EXTRACT PROVIDED:
Start of Block

Filing an insurance claim can be confusing and overwhelming. Here’s how to navigate the process.
When emergencies like car accidents, medical scares or house fires strike, filing an insurance claim may not be top of mind. But once the dust settles and the bills start pouring in, many consumers are relieved to know that insurance could help protect them against financial losses resulting from these calamities. However, the claims process doesn’t always run smoothly.
If, for instance, you forget to submit a key piece of documentation, your loss falls under an exclusion or you use an out-of-network provider, your insurance provider may not cover your losses. Here’s a look at strategies for maximizing the chances that your claim will get paid.
Know what’s covered. Ideally, you’d be familiar with the ins and outs of your policy before you actually need it, including the amount of any deductibles you are responsible for, how long you have to file a claim and how long the process takes. Knowing this can help you set realistic expectations and choose providers that are likely to be covered (auto insurers may try to steer you toward a certain body shop, but you are not required to use the shop they prefer).
Issues around health care insurance claims often center on whether the medical provider is in-network or out-of-network, according to Martin Rosen, executive vice president, chief marketing officer and co-founder of Health Advocate, an independent health care advocacy and assistance company. In-network doctors have a contracted rate set with your insurance company, so you’ll typically pay less out of pocket. “If you go out of network, doctors are able to bill their regular list charges and then to the extent that you’ve met your deductible and your insurance kicks in, insurance companies only pay what’s usual and customary,” Rosen explains.
Unfortunately, the in-network issue isn’t always clear to the patient.
Say you have a doctor who’s in-network and refers you to a hospital. You might assume that the hospital would also be in-network, but Rosen says this isn’t necessarily the case because some doctors practice at multiple hospitals. “All of this ends up in confusion depending on what you did,” he adds.

End of Block

DATASET:
Start of Block

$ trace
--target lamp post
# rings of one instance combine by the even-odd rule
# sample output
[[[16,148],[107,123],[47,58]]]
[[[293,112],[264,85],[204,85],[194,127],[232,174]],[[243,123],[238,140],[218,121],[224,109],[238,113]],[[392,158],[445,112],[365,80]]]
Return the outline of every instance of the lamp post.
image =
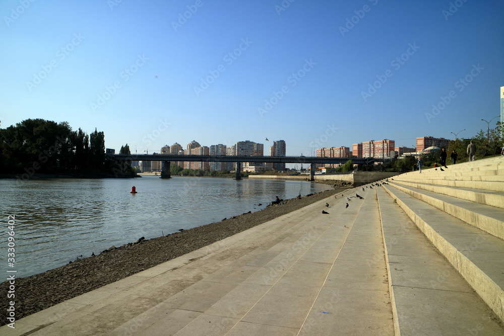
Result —
[[[489,135],[489,134],[490,134],[490,123],[491,122],[492,120],[493,120],[495,118],[498,118],[500,116],[500,115],[497,115],[496,117],[494,117],[493,118],[492,118],[492,119],[489,121],[487,121],[484,119],[481,119],[482,121],[484,121],[486,123],[486,141],[490,141],[490,135]]]
[[[459,131],[458,132],[457,132],[456,133],[454,133],[453,132],[450,132],[450,133],[452,133],[452,134],[453,134],[453,135],[455,136],[455,140],[456,141],[456,140],[457,140],[457,139],[458,139],[458,138],[457,137],[457,136],[458,136],[458,135],[459,135],[459,133],[460,133],[460,132],[461,132],[461,131],[462,131],[462,130],[465,130],[465,129],[462,129],[462,130],[459,130]]]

End of Block

REQUIREMENT A: In the article on filing insurance claims, what positions does Martin Rosen hold at Health Advocate?
REQUIREMENT B: Carry on the article about filing insurance claims, beginning directly after its final sentence.

WRITTEN ANSWER A: He is executive vice president, chief marketing officer and co-founder of Health Advocate.

WRITTEN ANSWER B:
Understanding your policy is also key with property and casualty insurance, where there’s an important distinction between replacement cost and actual cash value for your car, home or possessions. Say a tree falls through the roof of your house and destroys your eight-year-old washing machine. “With a replacement cost policy, the insurance company would pay to replace the old machine with a new one,” explains Loretta Worters, vice president of the Insurance Information Institute. “If you had an actual cash value policy, the company would pay only a part of the cost of a new washing machine because a machine that has been used for eight years is worth less than its original cost.”
When it comes to destruction from floods, standard homeowners and renters insurance policies do not cover flood damage, but separate flood coverage is available from the federal government’s National Flood Insurance Program and a few private insurers.
Keep detailed documentation. Maintain records of all communication with your insurance company, including copies of documents you mail and logs of phone conversations, the date of each call, the name of the person you spoke to and what was said. If you need to appeal a decision, this documentation can prove critical, according to Rosen.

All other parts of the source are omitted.